* _DOCUMENT SEGMENT_:
··········

Re: leveled compaction and tombstoned data

2012-11-10 Thread Edward Capriolo
No it does not exist. Rob and I might start a donation page and give
the money to whoever is willing to code it. If someone would write a
tool that would split an sstable into 4 smaller sstables (even an
offline command line tool) I would paypal them a hundo.

On Sat, Nov 10, 2012 at 1:10 PM, Aaron Turner synfina...@gmail.com wrote:
 Nope.  I think at least once a week I hear someone suggest one way to solve
 their problem is to write an sstablesplit tool.

 I'm pretty sure that:

 Step 1. Write sstablesplit
 Step 2. ???
 Step 3. Profit!



 On Sat, Nov 10, 2012 at 9:40 AM, Alain RODRIGUEZ arodr...@gmail.com wrote:

 @Rob Coli

 Does the sstablesplit function exists somewhere ?



 2012/11/10 Jim Cistaro jcist...@netflix.com

 For some of our clusters, we have taken the periodic major compaction
 route.

 There are a few things to consider:
 1) Once you start major compacting, depending on data size, you may be
 committed to doing it periodically because you create one big file that
 will take forever to naturally compact agaist 3 like sized files.
 2) If you rely heavily on file cache (rather than large row caches), each
 major compaction effectively invalidates the entire file cache beause
 everything is written to one new large file.

··········

* _YOUR TASK_: Carry the mailing-list thread on leveled compaction further, beginning right after its final sentence. The entries that come after the mailing-list thread on leveled compaction have no connection to it.

··········

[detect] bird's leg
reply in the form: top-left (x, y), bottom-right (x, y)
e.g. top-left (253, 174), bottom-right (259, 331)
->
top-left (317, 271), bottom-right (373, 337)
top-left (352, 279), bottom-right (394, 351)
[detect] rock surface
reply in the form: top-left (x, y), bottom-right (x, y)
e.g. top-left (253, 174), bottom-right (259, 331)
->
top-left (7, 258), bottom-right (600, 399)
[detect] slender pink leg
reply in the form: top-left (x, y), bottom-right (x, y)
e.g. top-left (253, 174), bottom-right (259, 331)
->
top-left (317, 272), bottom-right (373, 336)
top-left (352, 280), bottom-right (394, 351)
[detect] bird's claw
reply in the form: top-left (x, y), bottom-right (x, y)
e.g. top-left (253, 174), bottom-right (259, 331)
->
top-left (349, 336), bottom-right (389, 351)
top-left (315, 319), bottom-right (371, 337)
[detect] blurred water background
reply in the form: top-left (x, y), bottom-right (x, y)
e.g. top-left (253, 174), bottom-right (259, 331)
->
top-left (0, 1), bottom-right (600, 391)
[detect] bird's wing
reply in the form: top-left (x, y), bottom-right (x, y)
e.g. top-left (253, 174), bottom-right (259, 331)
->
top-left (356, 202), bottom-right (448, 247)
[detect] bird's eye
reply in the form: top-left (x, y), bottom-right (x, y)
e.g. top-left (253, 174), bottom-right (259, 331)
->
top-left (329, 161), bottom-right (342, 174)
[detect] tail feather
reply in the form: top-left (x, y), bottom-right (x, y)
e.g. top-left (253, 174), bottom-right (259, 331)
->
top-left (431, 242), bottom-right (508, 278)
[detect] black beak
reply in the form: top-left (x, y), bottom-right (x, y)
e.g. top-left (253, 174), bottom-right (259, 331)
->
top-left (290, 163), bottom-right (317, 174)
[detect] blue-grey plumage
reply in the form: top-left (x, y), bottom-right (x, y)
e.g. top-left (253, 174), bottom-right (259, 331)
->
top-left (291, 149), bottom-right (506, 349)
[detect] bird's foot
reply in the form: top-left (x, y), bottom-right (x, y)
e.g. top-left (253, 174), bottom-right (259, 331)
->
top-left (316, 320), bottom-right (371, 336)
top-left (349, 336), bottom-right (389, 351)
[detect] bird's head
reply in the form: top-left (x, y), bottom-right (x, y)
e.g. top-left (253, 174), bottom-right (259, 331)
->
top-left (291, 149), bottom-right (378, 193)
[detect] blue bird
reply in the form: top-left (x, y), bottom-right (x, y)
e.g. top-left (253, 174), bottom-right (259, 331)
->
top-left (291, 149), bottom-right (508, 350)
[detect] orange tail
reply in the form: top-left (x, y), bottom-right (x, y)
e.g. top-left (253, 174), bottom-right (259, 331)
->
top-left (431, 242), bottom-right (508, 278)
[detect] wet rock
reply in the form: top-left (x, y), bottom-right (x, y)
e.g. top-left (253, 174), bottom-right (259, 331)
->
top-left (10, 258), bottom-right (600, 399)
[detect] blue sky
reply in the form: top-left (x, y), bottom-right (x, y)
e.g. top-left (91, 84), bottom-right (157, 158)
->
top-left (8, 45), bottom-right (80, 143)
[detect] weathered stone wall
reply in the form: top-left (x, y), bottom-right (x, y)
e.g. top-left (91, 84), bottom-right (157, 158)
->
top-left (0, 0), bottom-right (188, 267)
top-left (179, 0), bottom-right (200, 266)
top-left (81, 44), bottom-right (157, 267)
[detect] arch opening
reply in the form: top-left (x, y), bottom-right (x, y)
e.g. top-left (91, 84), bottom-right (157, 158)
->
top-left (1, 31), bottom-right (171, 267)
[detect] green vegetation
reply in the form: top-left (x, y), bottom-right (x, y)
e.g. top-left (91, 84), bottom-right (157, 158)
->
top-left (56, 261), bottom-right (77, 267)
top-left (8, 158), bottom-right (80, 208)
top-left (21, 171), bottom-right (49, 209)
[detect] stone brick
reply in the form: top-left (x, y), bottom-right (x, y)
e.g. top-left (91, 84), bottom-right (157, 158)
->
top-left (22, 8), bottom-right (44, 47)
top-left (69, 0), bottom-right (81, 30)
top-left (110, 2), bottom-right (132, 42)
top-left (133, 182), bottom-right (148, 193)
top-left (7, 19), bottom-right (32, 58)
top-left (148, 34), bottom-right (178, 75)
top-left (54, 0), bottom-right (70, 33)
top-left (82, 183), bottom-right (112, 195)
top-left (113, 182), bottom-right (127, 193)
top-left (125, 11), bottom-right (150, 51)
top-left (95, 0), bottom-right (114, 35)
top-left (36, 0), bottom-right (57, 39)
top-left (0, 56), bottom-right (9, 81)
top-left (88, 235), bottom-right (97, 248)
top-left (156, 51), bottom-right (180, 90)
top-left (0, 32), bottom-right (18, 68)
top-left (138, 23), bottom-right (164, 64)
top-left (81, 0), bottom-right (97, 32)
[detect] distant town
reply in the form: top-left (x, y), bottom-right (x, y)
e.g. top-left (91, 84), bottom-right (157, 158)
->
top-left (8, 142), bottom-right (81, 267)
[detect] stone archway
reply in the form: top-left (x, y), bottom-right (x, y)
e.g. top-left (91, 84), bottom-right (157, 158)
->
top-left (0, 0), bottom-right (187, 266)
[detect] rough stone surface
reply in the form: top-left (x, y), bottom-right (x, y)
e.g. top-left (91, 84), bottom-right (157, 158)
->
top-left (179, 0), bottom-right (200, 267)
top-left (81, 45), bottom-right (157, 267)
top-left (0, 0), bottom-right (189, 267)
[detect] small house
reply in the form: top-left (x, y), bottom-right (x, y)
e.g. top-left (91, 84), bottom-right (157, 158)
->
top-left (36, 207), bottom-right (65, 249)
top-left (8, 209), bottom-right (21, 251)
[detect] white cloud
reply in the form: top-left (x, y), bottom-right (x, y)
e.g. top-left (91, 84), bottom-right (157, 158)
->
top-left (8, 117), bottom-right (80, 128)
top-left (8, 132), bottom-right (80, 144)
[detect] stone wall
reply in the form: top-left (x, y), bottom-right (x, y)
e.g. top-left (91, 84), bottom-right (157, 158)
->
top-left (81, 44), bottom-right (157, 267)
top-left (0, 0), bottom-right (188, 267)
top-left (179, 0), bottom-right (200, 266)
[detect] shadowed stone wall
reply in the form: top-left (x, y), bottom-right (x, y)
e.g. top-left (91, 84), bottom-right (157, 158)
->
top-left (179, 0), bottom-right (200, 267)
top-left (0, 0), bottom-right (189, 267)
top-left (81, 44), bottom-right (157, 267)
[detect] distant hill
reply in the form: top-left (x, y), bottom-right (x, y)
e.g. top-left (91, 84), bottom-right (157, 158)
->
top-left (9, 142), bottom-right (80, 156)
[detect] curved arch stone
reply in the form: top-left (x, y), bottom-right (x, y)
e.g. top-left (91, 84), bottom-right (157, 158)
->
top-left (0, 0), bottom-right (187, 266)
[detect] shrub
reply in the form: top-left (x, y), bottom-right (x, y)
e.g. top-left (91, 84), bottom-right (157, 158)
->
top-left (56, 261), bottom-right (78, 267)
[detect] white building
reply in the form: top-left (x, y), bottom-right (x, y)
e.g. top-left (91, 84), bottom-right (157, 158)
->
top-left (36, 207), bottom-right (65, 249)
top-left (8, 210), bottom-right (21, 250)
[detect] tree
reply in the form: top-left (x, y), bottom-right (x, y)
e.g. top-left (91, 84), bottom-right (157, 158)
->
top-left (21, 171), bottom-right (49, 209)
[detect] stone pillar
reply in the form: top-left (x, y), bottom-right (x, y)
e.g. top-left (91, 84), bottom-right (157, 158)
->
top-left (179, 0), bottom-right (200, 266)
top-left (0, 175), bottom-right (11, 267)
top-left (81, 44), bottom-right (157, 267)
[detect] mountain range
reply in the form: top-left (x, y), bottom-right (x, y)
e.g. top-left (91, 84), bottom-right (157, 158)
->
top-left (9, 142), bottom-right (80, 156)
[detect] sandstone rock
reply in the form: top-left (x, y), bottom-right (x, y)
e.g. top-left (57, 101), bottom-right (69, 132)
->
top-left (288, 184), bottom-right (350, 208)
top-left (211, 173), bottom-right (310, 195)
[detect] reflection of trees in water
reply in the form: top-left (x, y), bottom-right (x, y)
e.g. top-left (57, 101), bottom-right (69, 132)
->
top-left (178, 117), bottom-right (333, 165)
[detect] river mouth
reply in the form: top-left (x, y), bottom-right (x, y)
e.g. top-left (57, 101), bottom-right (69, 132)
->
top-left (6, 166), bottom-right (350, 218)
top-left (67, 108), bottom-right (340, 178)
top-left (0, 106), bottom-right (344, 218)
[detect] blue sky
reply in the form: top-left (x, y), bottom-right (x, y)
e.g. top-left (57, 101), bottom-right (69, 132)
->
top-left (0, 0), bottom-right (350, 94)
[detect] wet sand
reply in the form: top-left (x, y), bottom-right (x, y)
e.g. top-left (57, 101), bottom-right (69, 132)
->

··········

* _EXERCISE RESPONSE_:
 --
 Jim Cistaro

 On 11/9/12 11:27 AM, Rob Coli rc...@palominodb.com wrote:

 On Thu, Nov 8, 2012 at 10:12 AM, B. Todd Burruss bto...@gmail.com
  wrote:
  my question is would leveled compaction help to get rid of the
 tombstoned
  data faster than size tiered, and therefore reduce the disk space
  usage?
 
 You could also...
 
 1) run a major compaction
 2) code up sstablesplit
 3) profit!
 
 This method incurs a management penalty if not automated, but is
 otherwise the most efficient way to deal with tombstones and obsolete
 data.. :D
 
 =Rob
 
 --
 =Robert Coli
 AIMGTALK - rc...@palominodb.com
 YAHOO - rcoli.palominob
 SKYPE - rcoli_palominodb
 





 --
 Aaron Turner
 http://synfin.net/ Twitter: @synfinatic
 http://tcpreplay.synfin.net/ - Pcap editing and replay tools for Unix 
 Windows
 Those who would give up essential Liberty, to purchase a little temporary
 Safety, deserve neither Liberty nor Safety.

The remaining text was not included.